Activity:
Where the records below show the word "shirt" in a line, please copy that line.
===== Exercise data
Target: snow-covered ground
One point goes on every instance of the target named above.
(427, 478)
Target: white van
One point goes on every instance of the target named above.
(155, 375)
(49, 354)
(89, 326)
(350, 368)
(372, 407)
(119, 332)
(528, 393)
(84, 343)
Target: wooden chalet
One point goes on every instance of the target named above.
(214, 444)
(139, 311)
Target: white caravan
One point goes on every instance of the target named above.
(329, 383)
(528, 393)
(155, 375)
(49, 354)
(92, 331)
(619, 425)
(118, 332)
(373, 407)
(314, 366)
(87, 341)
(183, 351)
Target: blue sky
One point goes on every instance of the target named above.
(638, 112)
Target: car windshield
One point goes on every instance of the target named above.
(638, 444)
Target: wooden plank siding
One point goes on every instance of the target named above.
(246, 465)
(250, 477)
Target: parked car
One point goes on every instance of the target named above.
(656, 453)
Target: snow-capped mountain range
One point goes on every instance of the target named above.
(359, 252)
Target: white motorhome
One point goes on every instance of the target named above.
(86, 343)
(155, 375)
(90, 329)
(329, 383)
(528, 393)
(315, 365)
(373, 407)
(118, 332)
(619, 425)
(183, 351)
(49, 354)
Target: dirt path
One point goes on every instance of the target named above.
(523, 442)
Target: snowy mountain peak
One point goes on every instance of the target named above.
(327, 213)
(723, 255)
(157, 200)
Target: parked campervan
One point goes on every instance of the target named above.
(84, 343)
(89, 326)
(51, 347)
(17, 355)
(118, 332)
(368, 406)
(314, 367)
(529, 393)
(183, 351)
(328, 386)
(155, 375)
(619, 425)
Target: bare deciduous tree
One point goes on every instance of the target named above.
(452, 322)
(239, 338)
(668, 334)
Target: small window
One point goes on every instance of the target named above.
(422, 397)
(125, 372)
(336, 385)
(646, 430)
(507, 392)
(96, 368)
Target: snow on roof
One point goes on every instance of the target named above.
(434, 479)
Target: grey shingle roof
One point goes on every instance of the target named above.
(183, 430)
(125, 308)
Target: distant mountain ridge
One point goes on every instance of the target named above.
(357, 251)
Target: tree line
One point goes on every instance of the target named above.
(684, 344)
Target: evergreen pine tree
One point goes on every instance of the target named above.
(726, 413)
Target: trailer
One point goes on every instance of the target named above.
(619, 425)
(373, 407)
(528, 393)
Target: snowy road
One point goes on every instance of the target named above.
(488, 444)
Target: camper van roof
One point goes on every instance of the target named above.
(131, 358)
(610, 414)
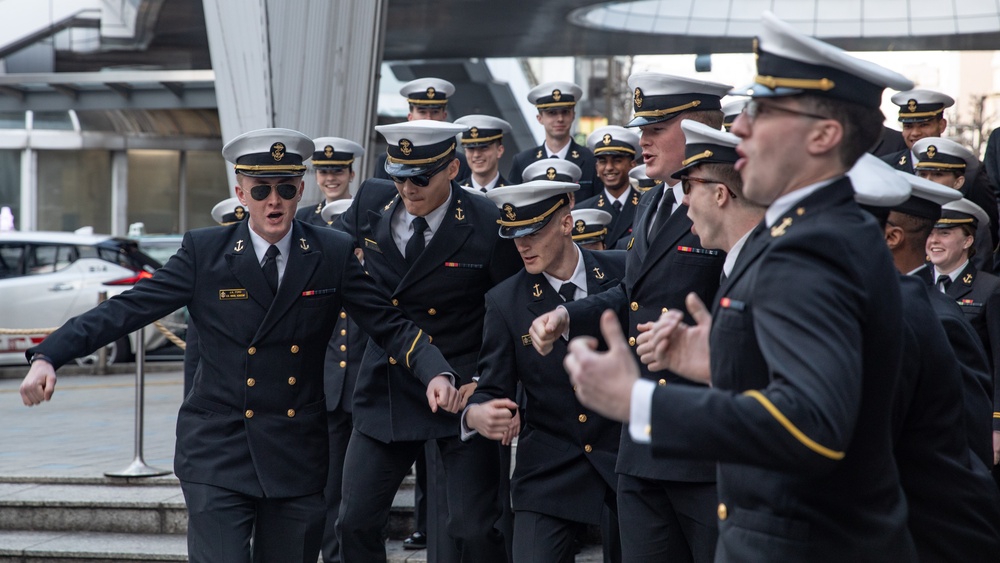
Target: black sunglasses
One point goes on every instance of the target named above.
(421, 180)
(260, 192)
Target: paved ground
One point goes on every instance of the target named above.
(88, 427)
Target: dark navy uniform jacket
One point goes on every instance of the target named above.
(954, 506)
(578, 155)
(978, 294)
(621, 221)
(566, 453)
(443, 293)
(255, 420)
(659, 274)
(806, 350)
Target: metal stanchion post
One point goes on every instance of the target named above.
(138, 467)
(102, 353)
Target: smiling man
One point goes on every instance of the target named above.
(483, 144)
(251, 434)
(433, 247)
(615, 149)
(333, 163)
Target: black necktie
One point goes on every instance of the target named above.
(270, 268)
(415, 245)
(944, 282)
(568, 291)
(663, 213)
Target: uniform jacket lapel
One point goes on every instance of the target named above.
(303, 260)
(449, 238)
(963, 285)
(380, 221)
(242, 261)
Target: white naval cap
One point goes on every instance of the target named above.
(229, 211)
(938, 153)
(919, 105)
(658, 97)
(731, 111)
(526, 208)
(427, 91)
(552, 169)
(704, 144)
(637, 177)
(553, 95)
(926, 197)
(790, 63)
(961, 212)
(482, 130)
(613, 140)
(876, 184)
(334, 208)
(269, 152)
(335, 153)
(590, 225)
(418, 146)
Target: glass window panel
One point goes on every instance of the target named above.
(58, 120)
(153, 194)
(74, 190)
(207, 184)
(10, 182)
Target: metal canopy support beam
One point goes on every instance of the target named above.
(313, 68)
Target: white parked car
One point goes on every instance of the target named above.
(46, 278)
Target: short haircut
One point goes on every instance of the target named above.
(862, 125)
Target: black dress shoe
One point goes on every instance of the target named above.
(417, 540)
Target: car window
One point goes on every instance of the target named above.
(10, 260)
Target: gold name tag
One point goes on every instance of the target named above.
(225, 294)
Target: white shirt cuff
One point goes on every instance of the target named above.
(641, 411)
(466, 433)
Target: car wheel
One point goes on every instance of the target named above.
(119, 352)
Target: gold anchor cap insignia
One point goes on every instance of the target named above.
(277, 151)
(778, 230)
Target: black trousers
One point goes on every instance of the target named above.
(339, 428)
(667, 520)
(373, 472)
(229, 527)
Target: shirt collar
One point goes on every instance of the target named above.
==========
Reply to the task:
Target: white shirt cuff
Target: shirt collar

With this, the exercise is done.